Hunt for the word "player" across the entries below, copying each line that holds it.

Material to process.
# # # # # # #
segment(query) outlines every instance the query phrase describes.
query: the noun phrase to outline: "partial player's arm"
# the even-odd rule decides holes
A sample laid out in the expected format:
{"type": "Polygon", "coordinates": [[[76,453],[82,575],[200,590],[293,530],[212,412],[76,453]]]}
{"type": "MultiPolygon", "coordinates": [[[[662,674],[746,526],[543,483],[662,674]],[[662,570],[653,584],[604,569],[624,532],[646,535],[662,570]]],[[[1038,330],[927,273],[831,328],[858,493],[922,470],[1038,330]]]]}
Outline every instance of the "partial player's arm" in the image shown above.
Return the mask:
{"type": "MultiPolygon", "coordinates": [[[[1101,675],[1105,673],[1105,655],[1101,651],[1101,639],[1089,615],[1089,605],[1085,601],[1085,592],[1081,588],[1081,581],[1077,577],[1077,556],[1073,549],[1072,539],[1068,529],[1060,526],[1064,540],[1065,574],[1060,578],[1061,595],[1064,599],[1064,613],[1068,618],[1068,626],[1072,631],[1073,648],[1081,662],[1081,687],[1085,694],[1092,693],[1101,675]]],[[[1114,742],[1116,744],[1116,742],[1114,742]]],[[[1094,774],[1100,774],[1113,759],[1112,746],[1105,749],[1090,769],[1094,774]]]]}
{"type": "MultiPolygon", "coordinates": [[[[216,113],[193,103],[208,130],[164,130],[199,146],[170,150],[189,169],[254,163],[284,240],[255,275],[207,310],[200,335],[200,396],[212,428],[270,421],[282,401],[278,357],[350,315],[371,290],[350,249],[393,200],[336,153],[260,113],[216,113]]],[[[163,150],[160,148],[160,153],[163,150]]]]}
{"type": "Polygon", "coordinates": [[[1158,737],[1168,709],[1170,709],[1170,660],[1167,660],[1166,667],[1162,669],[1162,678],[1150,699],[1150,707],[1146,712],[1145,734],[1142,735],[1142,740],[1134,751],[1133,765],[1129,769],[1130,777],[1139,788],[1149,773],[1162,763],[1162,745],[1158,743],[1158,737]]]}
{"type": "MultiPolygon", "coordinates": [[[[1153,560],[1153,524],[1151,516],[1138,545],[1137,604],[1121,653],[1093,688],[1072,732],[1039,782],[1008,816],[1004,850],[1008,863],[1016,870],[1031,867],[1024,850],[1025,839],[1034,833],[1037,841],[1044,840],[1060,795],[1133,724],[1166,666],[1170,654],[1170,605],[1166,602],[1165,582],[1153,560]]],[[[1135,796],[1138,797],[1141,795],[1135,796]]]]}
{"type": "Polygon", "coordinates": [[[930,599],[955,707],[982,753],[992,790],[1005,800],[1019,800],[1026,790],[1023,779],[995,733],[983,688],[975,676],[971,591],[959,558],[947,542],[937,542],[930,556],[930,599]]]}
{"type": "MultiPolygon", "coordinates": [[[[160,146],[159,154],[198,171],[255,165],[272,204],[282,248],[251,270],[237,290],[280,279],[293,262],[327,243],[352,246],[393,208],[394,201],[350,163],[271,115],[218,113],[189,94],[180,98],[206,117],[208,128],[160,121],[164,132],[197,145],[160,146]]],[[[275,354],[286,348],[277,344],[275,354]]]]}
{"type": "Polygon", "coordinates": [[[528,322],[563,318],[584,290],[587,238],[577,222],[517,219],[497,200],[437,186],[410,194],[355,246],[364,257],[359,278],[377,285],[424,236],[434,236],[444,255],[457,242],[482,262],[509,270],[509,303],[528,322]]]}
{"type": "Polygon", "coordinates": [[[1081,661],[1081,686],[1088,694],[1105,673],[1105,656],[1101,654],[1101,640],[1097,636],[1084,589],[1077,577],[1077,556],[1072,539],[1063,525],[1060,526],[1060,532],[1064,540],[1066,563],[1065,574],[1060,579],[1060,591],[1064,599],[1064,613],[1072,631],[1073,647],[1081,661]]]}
# # # # # # #
Finished exercise.
query: the noun phrase to outline: "partial player's arm"
Outline every instance of the "partial player's arm" in the image shown above.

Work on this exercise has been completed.